**WORK REQUIRED**: Render the lines below, from the very first one through the line containing "[[206, 39, 583, 147]]", as a JSON list of strings with one string per line. Skip blank lines and leave the pictures out.

**THE INPUT**:
Begin

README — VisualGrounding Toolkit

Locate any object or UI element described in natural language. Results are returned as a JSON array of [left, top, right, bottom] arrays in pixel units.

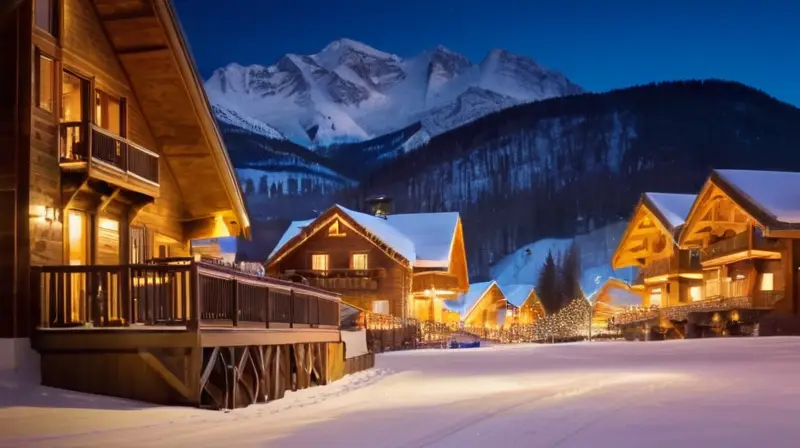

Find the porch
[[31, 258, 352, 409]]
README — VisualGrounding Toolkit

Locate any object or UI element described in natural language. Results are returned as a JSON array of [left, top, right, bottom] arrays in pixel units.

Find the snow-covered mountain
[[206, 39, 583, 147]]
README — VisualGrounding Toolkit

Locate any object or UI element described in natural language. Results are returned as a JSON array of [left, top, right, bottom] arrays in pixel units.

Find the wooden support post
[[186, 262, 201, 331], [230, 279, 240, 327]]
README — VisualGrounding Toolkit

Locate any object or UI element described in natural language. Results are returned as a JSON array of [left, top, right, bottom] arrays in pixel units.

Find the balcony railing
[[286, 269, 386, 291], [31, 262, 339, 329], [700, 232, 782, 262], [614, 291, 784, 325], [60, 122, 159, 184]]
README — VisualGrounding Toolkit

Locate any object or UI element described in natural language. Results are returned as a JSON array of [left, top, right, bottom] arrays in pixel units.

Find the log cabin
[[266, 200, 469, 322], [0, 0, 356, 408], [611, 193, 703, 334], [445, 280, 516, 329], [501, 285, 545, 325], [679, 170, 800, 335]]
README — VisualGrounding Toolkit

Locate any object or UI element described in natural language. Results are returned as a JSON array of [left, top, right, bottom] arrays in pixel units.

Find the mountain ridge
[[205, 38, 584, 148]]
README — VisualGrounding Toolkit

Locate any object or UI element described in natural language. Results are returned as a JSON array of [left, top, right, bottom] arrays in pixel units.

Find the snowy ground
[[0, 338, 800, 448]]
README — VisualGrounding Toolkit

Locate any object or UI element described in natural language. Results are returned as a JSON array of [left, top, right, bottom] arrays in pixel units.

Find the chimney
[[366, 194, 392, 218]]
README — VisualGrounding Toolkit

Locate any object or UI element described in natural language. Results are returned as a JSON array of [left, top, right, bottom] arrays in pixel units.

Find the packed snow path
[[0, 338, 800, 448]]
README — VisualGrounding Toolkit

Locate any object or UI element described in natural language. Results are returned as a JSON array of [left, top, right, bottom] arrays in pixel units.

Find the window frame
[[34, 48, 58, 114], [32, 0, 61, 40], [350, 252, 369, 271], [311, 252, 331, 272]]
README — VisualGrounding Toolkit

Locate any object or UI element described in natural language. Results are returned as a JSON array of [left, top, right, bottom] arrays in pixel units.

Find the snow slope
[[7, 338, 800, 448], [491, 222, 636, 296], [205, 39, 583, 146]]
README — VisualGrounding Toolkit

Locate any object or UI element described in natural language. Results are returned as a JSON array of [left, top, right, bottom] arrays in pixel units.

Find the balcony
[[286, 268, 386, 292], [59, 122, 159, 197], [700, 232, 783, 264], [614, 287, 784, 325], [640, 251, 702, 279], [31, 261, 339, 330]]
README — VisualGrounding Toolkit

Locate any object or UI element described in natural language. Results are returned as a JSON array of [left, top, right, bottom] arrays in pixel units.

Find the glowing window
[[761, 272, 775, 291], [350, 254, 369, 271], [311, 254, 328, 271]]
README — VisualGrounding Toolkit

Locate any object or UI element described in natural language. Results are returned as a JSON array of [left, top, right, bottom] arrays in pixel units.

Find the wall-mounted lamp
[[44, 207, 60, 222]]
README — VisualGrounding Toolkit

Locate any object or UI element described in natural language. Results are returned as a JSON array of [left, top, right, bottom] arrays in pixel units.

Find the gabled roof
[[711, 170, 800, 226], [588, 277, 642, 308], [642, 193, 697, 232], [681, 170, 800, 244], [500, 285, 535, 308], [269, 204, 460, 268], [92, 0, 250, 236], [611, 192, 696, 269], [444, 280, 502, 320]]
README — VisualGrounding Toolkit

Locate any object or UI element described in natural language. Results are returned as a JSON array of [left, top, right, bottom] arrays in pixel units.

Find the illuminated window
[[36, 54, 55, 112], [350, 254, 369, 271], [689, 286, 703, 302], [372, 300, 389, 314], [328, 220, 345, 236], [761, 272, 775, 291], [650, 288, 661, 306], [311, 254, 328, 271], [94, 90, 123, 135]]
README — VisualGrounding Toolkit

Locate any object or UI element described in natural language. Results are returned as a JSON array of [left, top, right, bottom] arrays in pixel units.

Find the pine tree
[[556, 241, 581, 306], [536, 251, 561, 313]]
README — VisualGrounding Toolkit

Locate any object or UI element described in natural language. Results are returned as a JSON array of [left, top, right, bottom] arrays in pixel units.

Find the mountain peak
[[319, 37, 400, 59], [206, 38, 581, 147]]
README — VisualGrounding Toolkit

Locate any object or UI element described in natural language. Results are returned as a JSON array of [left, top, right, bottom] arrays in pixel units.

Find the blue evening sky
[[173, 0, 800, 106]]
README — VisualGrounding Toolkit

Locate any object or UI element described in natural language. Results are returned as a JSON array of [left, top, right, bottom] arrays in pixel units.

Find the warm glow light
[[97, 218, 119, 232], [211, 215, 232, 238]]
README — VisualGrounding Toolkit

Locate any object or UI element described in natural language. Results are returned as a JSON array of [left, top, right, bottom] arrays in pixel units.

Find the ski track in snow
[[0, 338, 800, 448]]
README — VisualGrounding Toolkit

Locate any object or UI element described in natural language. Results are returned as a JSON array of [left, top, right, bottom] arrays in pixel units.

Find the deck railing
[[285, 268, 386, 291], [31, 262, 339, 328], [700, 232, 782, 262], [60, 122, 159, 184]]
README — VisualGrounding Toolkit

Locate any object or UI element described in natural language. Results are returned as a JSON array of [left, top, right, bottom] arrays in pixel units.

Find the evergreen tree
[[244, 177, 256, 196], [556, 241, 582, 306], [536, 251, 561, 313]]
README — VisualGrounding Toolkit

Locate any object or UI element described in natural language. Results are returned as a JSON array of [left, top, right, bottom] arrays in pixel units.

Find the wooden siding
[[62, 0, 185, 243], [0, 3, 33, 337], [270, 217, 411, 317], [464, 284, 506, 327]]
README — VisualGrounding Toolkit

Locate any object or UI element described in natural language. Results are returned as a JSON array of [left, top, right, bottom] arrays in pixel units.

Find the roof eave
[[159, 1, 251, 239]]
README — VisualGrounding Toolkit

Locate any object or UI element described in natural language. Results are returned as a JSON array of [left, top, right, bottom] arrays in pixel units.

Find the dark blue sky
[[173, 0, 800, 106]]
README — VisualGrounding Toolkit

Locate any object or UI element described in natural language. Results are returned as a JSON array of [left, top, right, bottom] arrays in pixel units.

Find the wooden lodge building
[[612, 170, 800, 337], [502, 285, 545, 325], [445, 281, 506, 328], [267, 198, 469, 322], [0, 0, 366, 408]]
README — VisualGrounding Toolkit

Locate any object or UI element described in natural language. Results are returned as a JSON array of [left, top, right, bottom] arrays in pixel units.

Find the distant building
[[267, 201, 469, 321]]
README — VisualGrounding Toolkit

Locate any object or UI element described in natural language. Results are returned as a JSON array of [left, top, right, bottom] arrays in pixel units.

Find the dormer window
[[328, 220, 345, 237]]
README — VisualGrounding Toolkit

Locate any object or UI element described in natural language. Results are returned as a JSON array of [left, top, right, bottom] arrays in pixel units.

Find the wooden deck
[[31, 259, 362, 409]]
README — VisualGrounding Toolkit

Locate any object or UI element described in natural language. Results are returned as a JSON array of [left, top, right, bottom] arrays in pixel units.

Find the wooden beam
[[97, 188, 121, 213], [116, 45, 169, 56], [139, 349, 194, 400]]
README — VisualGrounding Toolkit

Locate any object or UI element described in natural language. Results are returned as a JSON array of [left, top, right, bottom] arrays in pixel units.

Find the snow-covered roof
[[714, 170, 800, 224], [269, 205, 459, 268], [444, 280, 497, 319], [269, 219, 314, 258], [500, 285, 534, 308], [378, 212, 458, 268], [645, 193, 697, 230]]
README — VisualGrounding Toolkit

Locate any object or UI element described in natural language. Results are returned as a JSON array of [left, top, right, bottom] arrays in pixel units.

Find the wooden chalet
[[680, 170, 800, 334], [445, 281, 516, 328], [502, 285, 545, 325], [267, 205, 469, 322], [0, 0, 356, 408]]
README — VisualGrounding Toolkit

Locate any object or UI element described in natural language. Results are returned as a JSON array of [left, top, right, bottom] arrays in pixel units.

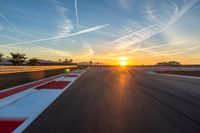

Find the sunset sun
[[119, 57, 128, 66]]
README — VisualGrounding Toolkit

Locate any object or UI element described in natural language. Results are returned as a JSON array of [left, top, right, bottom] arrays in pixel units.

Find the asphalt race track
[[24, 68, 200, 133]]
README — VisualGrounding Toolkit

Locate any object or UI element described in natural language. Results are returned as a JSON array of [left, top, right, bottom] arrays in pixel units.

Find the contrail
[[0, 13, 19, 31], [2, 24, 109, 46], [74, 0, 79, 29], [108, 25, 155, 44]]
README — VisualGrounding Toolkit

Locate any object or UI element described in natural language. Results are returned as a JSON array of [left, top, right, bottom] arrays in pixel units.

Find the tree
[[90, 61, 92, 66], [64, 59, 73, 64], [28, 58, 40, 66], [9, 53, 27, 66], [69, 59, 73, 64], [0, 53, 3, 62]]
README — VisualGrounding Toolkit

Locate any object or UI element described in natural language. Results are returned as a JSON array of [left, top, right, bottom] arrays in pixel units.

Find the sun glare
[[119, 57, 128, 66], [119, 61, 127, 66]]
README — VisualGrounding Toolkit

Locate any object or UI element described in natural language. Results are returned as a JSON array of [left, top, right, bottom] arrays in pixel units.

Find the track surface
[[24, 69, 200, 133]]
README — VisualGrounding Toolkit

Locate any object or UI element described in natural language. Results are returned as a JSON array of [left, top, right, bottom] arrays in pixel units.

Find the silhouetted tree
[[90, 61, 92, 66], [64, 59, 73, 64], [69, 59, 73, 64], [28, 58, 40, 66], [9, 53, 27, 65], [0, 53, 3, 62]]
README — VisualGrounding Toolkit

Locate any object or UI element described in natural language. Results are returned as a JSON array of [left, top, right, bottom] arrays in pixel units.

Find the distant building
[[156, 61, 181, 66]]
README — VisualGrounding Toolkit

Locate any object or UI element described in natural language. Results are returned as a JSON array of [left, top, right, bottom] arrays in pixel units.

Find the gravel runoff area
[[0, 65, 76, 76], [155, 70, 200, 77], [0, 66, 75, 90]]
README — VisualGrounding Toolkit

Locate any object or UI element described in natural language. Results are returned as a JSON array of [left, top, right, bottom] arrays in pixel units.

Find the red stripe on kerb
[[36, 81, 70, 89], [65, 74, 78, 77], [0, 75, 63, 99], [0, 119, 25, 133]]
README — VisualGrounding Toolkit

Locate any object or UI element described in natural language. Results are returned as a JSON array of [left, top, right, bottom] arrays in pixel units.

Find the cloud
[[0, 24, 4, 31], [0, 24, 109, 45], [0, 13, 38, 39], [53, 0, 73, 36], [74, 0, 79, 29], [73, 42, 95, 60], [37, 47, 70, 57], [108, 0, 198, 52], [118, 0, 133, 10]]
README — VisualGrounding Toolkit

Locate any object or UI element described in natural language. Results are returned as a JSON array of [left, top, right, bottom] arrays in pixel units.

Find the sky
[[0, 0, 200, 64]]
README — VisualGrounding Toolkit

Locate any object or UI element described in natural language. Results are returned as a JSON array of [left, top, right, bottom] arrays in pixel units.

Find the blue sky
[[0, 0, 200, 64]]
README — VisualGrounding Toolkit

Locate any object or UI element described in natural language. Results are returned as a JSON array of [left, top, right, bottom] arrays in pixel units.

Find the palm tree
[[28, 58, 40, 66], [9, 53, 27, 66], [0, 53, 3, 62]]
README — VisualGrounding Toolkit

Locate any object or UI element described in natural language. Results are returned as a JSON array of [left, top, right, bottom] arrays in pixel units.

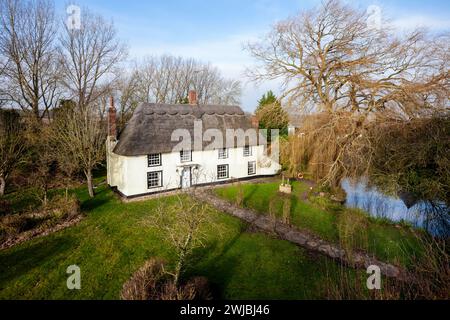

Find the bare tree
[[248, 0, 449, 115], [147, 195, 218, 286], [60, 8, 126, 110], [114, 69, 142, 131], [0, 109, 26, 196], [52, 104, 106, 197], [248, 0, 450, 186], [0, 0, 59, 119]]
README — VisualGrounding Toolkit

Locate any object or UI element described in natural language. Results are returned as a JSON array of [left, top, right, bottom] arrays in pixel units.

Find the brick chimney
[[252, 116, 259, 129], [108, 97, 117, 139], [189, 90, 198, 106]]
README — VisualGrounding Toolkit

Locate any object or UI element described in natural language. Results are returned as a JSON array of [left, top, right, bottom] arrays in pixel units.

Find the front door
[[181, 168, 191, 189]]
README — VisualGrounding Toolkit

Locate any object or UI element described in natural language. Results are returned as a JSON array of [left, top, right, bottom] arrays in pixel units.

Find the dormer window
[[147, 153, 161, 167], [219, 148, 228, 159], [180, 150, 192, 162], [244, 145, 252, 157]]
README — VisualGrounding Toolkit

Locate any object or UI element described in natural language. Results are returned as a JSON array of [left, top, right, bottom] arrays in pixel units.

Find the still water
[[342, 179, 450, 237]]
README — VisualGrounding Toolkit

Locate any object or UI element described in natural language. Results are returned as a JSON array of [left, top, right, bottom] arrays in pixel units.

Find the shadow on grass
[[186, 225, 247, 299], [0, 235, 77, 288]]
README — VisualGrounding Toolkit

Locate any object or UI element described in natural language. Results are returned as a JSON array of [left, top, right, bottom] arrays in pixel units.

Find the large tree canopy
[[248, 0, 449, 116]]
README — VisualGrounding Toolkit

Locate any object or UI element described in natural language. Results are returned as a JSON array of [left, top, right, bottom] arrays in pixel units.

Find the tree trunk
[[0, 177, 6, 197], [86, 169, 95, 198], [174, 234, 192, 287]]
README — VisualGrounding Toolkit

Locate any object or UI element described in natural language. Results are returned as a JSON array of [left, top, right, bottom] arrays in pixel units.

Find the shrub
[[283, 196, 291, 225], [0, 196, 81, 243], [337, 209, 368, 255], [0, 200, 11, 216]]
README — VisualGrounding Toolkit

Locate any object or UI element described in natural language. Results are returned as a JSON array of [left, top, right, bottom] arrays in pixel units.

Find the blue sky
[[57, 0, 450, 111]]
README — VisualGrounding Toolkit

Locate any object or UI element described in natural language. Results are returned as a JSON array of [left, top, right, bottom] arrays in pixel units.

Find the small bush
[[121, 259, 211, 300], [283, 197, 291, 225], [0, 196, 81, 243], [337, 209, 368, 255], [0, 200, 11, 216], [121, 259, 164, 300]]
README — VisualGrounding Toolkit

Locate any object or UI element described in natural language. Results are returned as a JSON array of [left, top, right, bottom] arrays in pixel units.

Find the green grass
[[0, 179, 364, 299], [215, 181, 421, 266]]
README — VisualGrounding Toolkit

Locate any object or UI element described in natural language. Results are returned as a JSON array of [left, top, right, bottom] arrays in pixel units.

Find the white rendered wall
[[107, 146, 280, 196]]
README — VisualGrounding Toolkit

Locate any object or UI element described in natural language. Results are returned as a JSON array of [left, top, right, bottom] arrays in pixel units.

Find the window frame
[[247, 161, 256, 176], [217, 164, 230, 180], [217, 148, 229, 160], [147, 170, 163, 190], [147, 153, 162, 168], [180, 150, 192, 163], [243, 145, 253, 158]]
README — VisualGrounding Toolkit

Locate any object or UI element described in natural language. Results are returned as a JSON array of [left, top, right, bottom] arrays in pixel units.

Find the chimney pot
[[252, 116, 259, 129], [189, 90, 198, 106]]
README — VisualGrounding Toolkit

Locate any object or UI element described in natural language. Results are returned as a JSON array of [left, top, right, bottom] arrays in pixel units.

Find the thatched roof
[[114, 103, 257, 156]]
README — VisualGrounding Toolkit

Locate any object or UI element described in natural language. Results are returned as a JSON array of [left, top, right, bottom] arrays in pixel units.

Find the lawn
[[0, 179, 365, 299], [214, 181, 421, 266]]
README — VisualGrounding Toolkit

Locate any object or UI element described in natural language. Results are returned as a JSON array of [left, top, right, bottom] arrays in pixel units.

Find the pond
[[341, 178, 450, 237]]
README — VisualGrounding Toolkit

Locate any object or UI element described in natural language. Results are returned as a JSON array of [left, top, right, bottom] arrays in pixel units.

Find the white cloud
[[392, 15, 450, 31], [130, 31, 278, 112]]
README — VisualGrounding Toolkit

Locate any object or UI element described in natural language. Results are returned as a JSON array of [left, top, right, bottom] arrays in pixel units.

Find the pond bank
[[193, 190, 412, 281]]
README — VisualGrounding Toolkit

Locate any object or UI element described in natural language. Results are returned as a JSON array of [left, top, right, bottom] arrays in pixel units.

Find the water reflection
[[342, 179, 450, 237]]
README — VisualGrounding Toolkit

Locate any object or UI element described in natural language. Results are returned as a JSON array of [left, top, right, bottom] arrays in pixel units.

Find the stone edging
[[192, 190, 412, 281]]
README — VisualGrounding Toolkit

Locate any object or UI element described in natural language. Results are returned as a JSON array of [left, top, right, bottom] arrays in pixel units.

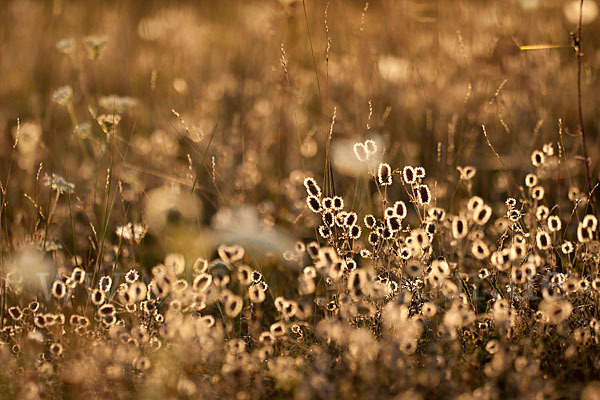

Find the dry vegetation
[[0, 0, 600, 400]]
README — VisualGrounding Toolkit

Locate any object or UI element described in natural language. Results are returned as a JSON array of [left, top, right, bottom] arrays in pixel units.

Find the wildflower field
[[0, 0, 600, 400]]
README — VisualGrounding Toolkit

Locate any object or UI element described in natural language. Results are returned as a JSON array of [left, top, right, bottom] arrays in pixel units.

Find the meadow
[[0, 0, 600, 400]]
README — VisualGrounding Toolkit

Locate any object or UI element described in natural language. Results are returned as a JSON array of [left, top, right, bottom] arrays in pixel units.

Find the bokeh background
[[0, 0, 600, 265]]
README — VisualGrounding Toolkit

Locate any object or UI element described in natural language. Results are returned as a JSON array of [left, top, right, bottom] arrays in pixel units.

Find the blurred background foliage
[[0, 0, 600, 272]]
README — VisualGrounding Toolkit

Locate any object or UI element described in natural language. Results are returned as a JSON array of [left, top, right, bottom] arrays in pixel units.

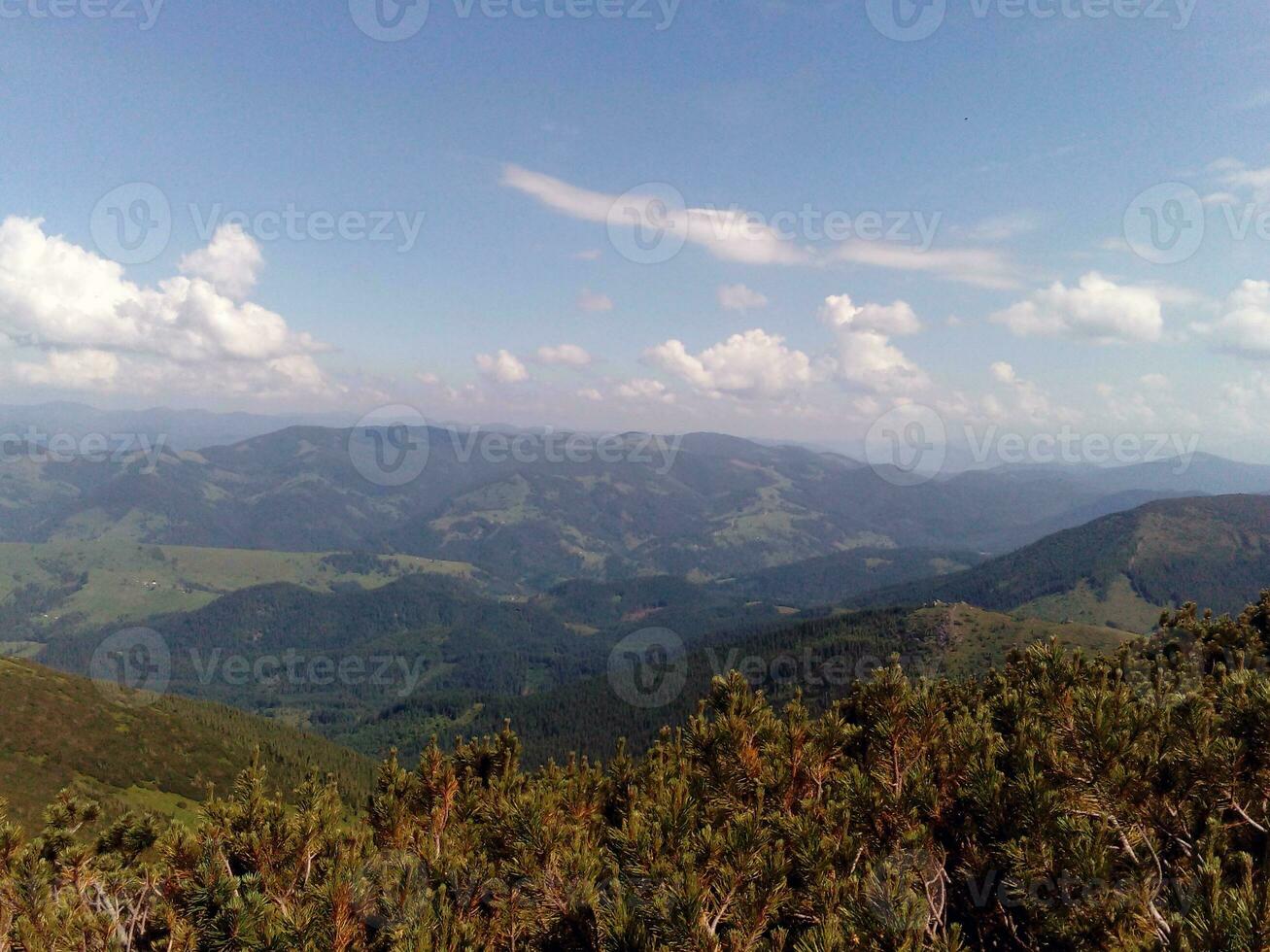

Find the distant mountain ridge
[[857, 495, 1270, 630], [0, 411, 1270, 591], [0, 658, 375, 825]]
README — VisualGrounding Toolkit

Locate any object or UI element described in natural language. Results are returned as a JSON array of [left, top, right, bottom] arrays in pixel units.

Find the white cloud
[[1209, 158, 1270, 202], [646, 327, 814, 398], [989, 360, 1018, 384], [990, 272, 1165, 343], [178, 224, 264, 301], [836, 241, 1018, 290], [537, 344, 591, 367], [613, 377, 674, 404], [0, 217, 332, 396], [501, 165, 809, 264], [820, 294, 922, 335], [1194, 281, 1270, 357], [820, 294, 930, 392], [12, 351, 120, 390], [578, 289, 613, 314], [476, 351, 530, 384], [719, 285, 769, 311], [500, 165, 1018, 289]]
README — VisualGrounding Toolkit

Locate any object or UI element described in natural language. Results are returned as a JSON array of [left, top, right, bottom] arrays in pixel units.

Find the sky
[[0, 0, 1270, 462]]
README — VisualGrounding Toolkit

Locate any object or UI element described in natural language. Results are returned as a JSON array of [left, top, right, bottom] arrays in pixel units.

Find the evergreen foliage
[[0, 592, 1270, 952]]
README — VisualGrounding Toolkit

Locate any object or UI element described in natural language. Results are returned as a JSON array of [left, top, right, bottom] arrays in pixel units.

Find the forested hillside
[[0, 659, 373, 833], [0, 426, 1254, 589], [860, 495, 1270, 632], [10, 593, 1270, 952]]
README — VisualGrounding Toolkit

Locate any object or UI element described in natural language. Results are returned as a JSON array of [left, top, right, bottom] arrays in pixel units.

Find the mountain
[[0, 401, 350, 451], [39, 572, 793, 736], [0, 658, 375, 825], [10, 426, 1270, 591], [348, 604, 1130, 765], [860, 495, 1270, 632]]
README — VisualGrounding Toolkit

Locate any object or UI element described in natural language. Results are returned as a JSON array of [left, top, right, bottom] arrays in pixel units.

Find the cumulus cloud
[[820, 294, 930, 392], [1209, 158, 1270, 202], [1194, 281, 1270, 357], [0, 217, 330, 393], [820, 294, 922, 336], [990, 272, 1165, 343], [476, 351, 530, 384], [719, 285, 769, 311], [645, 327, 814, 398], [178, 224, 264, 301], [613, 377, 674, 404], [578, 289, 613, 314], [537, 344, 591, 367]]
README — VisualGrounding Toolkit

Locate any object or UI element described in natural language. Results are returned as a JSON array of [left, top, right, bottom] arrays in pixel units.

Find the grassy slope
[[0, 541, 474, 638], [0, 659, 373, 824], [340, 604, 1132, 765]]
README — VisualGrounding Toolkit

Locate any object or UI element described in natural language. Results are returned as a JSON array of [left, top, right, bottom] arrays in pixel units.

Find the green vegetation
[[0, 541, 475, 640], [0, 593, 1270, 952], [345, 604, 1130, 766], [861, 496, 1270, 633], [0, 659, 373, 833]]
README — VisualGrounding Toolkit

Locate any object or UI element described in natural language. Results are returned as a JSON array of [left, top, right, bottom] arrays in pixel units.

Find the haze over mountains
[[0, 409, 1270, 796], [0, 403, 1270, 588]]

End

**SOLUTION**:
[
  "README — VisualGrounding Toolkit",
  "Locate any object or UI element described in natural language. Results are returned as a JSON array of [left, top, right, bottom] arrays in pixel units.",
  "Find the porch",
  "[[31, 258, 352, 409]]",
  "README — VisualGrounding Toolkit",
  "Locate any object or UI element described in natural language. Results are returned as a JSON array of [left, top, right, bottom] arrays in pixel units.",
  "Find the snow-covered mountain",
  "[[206, 39, 583, 147]]"
]